### TEKST ŹRÓDŁOWY ###
Kancelaria Sejmu zaskoczyła nawet posłów PiS

Parlament zamyka program, który miał kreować ambasadorów polskości. Zaskoczeni są nawet posłowie PiS.

Aktualizacja: 09.08.2017 10:46 Publikacja: 08.08.2017 19:48

Staże dla młodzieży Kancelaria Sejmu chce zamienić na wizyty pracowników administracji.

Staże dla młodzieży Kancelaria Sejmu chce zamienić na wizyty pracowników administracji.

Foto: Fotorzepa, Jerzy Dudek

Stanca Potoroaca ma 25 lat. Urodziła się w Mołdawii, a mieszka w Rumunii, gdzie studiuje przekładoznawstwo z francuskiego i angielskiego. Języka polskiego zaczęła się uczyć – jak sama mówi – „z ciekawości". „To bardzo trudny język, ale nie zrezygnowałam, a po dwóch stypendiach w Polsce, na letniej szkole oraz szkole zimowej, całkowicie się zakochałam w kraju, jego historii i społeczeństwie" – pisze na stronach internetowych Sejmu.

Wiosną z ośmioma innymi młodymi ludźmi z Ukrainy, Litwy i Niemiec Stanca wzięła udział w Międzynarodowym Programie Staży Parlamentarnych Kancelarii Sejmu. Kolejnej edycji programu już jednak nie będzie. Jak ustaliła „Rzeczpospolita", Kancelaria zdecydowała o wstrzymaniu naboru do jesiennej edycji, a w przyszłości program ma zostać kompletnie przebudowany.

Bogata historia

Oznacza to koniec przedsięwzięcia o dziesięcioletniej historii. Pierwszych uczestników zaproszono do Polski w 2007 roku; przez 18. edycji przewinęło się ponad 100 osób, głównie z Niemiec, Gruzji, Litwy, Łotwy, Węgier, Rumunii, Kazachstanu, Kirgistanu, Kanady, Ukrainy, Mongolii i Korei Południowej. Jednym z warunków udziału była znajomość języka polskiego.
### DOSTARCZONE DANE ###
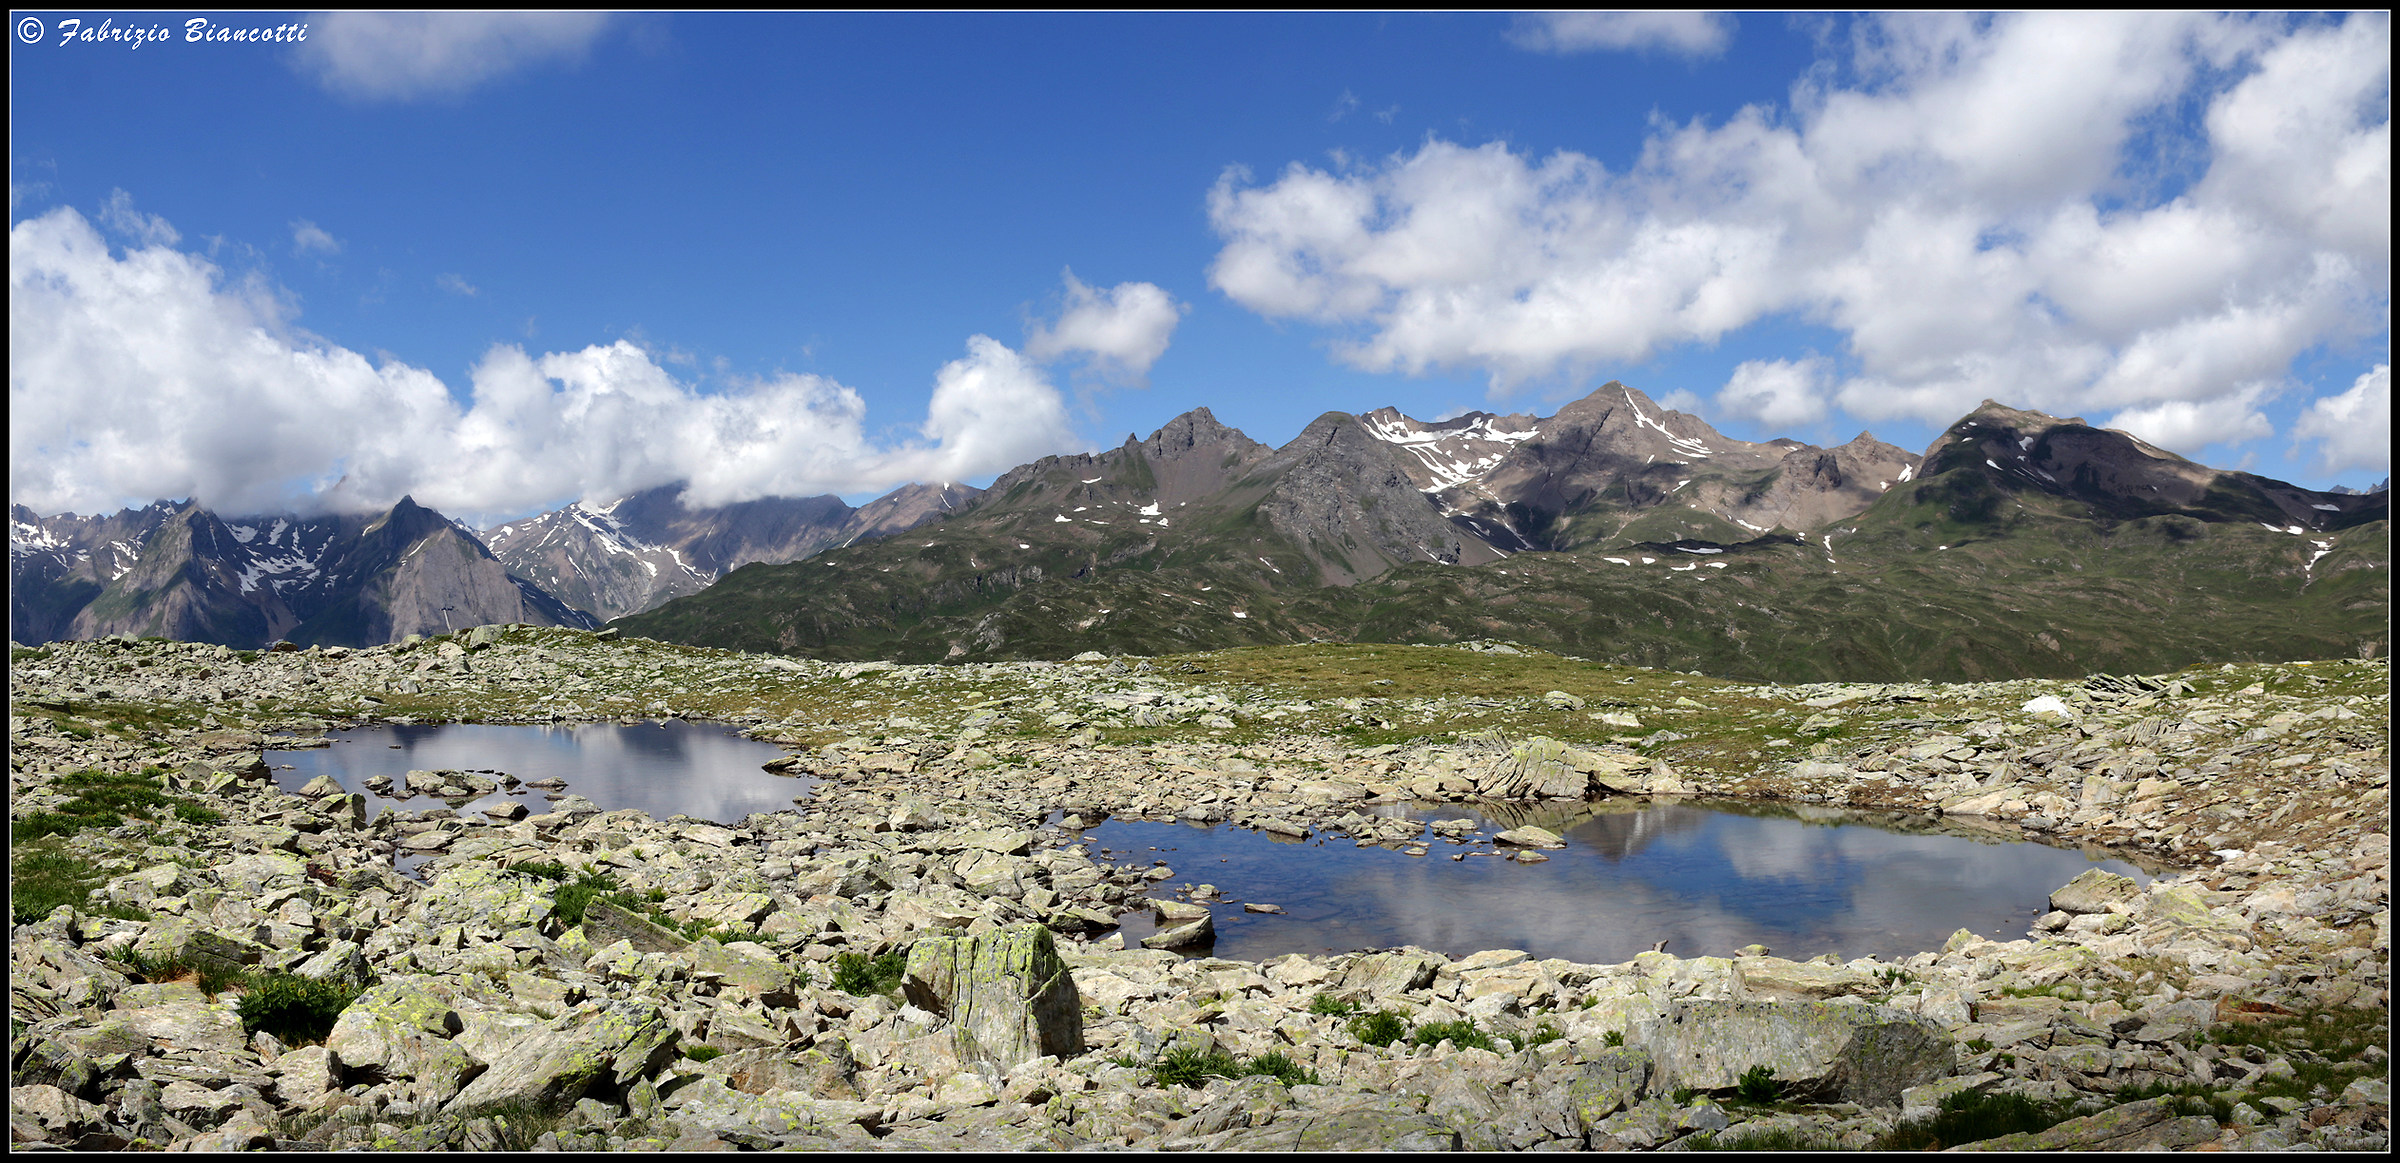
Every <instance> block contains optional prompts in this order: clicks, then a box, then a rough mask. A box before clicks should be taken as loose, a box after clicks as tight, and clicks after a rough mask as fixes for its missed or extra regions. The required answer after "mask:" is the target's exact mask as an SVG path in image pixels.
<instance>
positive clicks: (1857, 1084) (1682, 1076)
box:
###
ZESTAW ZADAŃ:
(a) Oceń, czy poniższe stwierdzenia są zgodne z tekstem źródłowym: (i) Stanca Potoroaca studiuje w Rumunii przekładoznawstwo z francuskiego i angielskiego; (ii) pierwszych uczestników programu zaproszono do Polski w 2010 roku; (iii) jednym z warunków udziału w programie była znajomość języka polskiego. Przy każdym odpowiedz „tak” lub „nie” i przytocz rozstrzygające słowa tekstu.
(b) Na podstawie tekstu źródłowego wyjaśnij w jednym lub dwóch zdaniach, dlaczego kolejnej edycji Międzynarodowego Programu Staży Parlamentarnych już nie będzie.

UDZIELONE ODPOWIEDZI:
(a)
(i) Tak: „mieszka w Rumunii, gdzie studiuje przekładoznawstwo z francuskiego i angielskiego”.
(ii) Nie: „Pierwszych uczestników zaproszono do Polski w 2007 roku”.
(iii) Tak: „Jednym z warunków udziału była znajomość języka polskiego.”

(b) Kancelaria Sejmu zdecydowała o wstrzymaniu naboru do jesiennej edycji. W przyszłości program ma zostać kompletnie przebudowany.